**TEXT FOR ANALYSIS:**
- - - -

4 Signs That Your Boss is Toxic
Is frustration the first thing that comes to mind when you think about your boss? Gallup reports that 70% of employee motivation is based on one factor: the boss. A toxic boss can cause motivation to drop, productivity to sink and morale to suffer. Here are four management fails that also show the characteristics of a toxic boss:
Loves to take credit for your work.
Have you ever had a boss take your work and own it - leaving you wondering if recognition is still a thing? If you’re being overlooked, or you feel your effort is being ignored, then you probably have a toxic boss. The poison part is that ownership isn’t given, it’s taken away from you. This situation makes you feel as if your effort is invisible. It is a management philosophy based on a faulty assumption of what’s yours is mine and what’s mine is mine.
Will never admit their mistakes.
The fault-finder boss is often the first to point out a mistake but the last to own one. The toxic boss offers control instead of collaboration. Leaders see the way things are despite the flaws and shortcomings we have but still manage to inspire us to be better. Mistakes happen; how you and your boss address those mistakes is the key to a positive partnership.

- - - -

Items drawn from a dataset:

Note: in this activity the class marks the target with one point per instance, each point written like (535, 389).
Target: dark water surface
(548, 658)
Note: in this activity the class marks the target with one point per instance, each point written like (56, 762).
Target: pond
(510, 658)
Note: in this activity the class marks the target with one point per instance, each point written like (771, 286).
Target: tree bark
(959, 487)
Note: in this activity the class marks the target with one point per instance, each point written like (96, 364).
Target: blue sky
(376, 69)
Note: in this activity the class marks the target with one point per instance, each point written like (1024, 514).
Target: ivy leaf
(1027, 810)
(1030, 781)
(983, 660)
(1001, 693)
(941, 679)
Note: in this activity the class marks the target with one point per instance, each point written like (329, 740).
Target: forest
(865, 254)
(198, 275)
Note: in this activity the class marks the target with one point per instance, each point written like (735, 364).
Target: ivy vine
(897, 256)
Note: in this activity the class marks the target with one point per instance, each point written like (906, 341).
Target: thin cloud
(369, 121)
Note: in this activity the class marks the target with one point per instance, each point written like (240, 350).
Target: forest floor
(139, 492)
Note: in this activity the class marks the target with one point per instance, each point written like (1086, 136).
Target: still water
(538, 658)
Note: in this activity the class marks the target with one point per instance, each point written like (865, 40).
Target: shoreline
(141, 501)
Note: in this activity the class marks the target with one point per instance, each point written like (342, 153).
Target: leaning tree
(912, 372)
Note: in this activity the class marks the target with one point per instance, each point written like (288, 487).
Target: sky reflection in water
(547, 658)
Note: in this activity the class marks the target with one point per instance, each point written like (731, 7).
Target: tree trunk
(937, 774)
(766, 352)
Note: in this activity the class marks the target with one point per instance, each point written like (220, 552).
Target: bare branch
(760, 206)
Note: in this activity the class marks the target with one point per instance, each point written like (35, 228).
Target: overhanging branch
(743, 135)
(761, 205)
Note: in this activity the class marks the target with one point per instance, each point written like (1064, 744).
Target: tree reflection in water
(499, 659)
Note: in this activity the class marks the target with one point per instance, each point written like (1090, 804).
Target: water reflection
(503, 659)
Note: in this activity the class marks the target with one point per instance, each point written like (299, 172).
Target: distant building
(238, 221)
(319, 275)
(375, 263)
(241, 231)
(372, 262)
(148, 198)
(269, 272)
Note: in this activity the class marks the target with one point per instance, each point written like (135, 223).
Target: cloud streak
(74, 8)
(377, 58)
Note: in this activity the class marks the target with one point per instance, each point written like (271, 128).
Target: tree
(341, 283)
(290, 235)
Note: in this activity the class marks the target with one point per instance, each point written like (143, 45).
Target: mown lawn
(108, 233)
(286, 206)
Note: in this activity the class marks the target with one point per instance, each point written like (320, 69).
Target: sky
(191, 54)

- - - -

**WORK REQUEST 1:**
Answer these questions using the article on signs of a toxic boss.
(a) What share of employee motivation does Gallup report is based on the boss?
(b) What does the toxic boss offer instead of collaboration?
(c) What faulty assumption underlies the management philosophy of a boss who takes credit for your work?
**WORK REQUEST 2:** Transcribe the section of the article on signs of a toxic boss that opens with the words containing "4 Signs That" and closes with "admit their mistakes.".
**WORK REQUEST 3:** Write the next part of the article on signs of a toxic boss, starting after its final sentence.

**TASK ANSWER 1:**
(a) 70%
(b) Control
(c) What's yours is mine and what's mine is mine.

**TASK ANSWER 2:**
4 Signs That Your Boss is Toxic
Is frustration the first thing that comes to mind when you think about your boss? Gallup reports that 70% of employee motivation is based on one factor: the boss. A toxic boss can cause motivation to drop, productivity to sink and morale to suffer. Here are four management fails that also show the characteristics of a toxic boss:
Loves to take credit for your work.
Have you ever had a boss take your work and own it - leaving you wondering if recognition is still a thing? If you’re being overlooked, or you feel your effort is being ignored, then you probably have a toxic boss. The poison part is that ownership isn’t given, it’s taken away from you. This situation makes you feel as if your effort is invisible. It is a management philosophy based on a faulty assumption of what’s yours is mine and what’s mine is mine.
Will never admit their mistakes.

**TASK ANSWER 3:**
You’ll notice that when it’s time for your review, or even just some constructive feedback, the toxic boss will botch the conversation. Basically, there is no empathy: the ability to see your challenges is elusive for a toxic boss. It is healthier to admit that challenges exist. Without this empathetic acknowledgement, you can feel “less than” and incapable when you’re talking with a toxic boss. Don’t stop with just identifying a problem: share your game plan for overcoming the challenge - or ask for help so that you can. Find new options and new solutions. Don’t stop searching for new solutions - it’s your job to pick up the fumble!
The toxic boss buys into the misunderstanding that we cannot control outcomes if we don’t control the process. Micromanagers want to control the outcomes, not the people involved. They would want to control people, processes, agendas but outcomes are never the focus – simply because a concentration on outcomes is called “leadership”, not micromanagement. And that is exactly what you should be having.